Mark Verratti: Yes, I’m not sure I can give any more color because as Sam just mentioned, there are literally thousands of providers. And as we stated in Q4 last year alone, we integrated over 4500 accounts. So I guess what I would say is that the EMR integrations account by account level, it material to our overall unaffected hereditary cancer growth. And we are going account by account. I would say that some of the workflow challenges that I called out, we can address this year, specifically in Q2, Q3. So we will be implementing some different workflow solutions that will definitely have a positive impact. That said, across all of our account bases, it is going to be an ongoing effort. But we are expecting to see positive momentum coming from those EMR efforts as well as, as Sam mentioned, the hereditary breast cancer risk assessment programs that we’ve also had some positive results in Q1 as well.

Sam Raha: Hey, just one thing to add. This is an illustration of you know, our intention to be even more, you know, deliberate in our prioritization, you know, whereas and it is important to continue integrating, you know, these customers, these providers onto their chosen EMRs. We are very explicitly now. We’ve had a number of working sessions to say, how do we solve for, first and foremost, for the, you know, the most important high volume customers for those workflow challenges that Mark alluded to. So that’s a priority and we will continue to add more EMR integrations, but even more so focused on ensuring that we provide customers what they need to be able to really, you know, order more tests to have a seamless experience and therefore help us increase our volume.

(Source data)

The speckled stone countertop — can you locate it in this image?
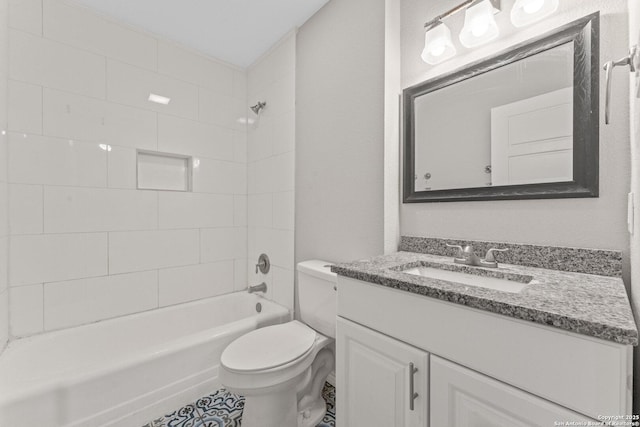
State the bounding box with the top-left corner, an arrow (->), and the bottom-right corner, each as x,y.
331,252 -> 638,345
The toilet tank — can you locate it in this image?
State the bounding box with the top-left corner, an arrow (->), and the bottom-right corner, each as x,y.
297,259 -> 338,338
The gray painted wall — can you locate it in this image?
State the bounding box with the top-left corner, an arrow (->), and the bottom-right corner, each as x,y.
400,0 -> 630,282
295,0 -> 385,262
629,0 -> 640,414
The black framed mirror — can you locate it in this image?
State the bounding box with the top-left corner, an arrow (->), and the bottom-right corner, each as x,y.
403,13 -> 600,203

Problem set —
**a)** Please copy the earnings call excerpt from "Sam Raha: Hey, just" up to and including "increase our volume.".
**b)** In one to three sentences, explain why Mark Verratti says in the earnings call excerpt that he is not sure he can give any more color.

Written responses —
**a)**
Sam Raha: Hey, just one thing to add. This is an illustration of you know, our intention to be even more, you know, deliberate in our prioritization, you know, whereas and it is important to continue integrating, you know, these customers, these providers onto their chosen EMRs. We are very explicitly now. We’ve had a number of working sessions to say, how do we solve for, first and foremost, for the, you know, the most important high volume customers for those workflow challenges that Mark alluded to. So that’s a priority and we will continue to add more EMR integrations, but even more so focused on ensuring that we provide customers what they need to be able to really, you know, order more tests to have a seamless experience and therefore help us increase our volume.

**b)** He says this because, as Sam mentioned, there are literally thousands of providers. He adds that in Q4 last year alone they integrated over 4500 accounts.